Rewrite every line from the start of the records through the line containing "x=527 y=713", inclusive, and shift each answer point by adding 110 to both its x and y values while leaving all other lines and the sample points unchanged.

**** AVAILABLE RECORDS

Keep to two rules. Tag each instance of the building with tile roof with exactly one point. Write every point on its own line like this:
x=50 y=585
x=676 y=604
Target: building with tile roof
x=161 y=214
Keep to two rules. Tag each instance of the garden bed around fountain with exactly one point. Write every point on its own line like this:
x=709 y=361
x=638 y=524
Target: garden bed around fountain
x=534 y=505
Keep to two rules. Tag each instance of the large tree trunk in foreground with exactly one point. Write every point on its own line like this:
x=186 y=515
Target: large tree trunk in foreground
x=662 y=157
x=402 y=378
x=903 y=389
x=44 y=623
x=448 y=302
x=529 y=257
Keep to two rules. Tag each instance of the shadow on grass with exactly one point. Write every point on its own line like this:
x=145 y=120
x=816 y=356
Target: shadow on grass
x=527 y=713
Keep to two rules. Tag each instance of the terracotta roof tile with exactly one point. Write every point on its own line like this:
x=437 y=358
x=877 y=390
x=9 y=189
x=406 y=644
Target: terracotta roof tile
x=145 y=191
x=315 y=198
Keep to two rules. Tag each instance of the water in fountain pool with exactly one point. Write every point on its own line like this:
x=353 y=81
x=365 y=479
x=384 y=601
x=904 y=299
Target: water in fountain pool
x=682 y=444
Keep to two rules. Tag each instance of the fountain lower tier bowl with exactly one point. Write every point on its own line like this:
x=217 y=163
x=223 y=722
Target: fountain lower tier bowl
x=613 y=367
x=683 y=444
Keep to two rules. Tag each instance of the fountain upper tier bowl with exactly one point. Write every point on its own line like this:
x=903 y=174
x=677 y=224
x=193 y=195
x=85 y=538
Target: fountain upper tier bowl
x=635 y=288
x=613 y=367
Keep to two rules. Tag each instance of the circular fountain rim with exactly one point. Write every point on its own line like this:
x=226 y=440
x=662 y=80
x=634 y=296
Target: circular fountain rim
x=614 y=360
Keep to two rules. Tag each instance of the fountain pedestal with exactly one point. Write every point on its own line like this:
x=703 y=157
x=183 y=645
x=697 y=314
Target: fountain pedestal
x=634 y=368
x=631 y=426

********

◆ **FINAL ANSWER**:
Keep to two rules. Tag each instance of the building with tile roof with exactly one point. Write every point on its own line like this:
x=50 y=585
x=676 y=604
Target: building with tile roof
x=271 y=324
Keep to two rules. Tag each instance of the garden bed around fountain with exactly one point. Write every point on its own line like this:
x=709 y=361
x=638 y=524
Target: garden bed around fountain
x=644 y=615
Keep to two rules. Tag each instance of the large tree trunk in foreground with exactly one point. Write every point on its own line like this:
x=186 y=515
Target: large tree trunk in foreground
x=772 y=267
x=512 y=488
x=1013 y=499
x=154 y=733
x=558 y=412
x=639 y=367
Keep to two rules. Tag each instance of the shadow on grass with exactly one point. Write every point on its own line like this:
x=145 y=120
x=816 y=356
Target: shadow on grass
x=637 y=823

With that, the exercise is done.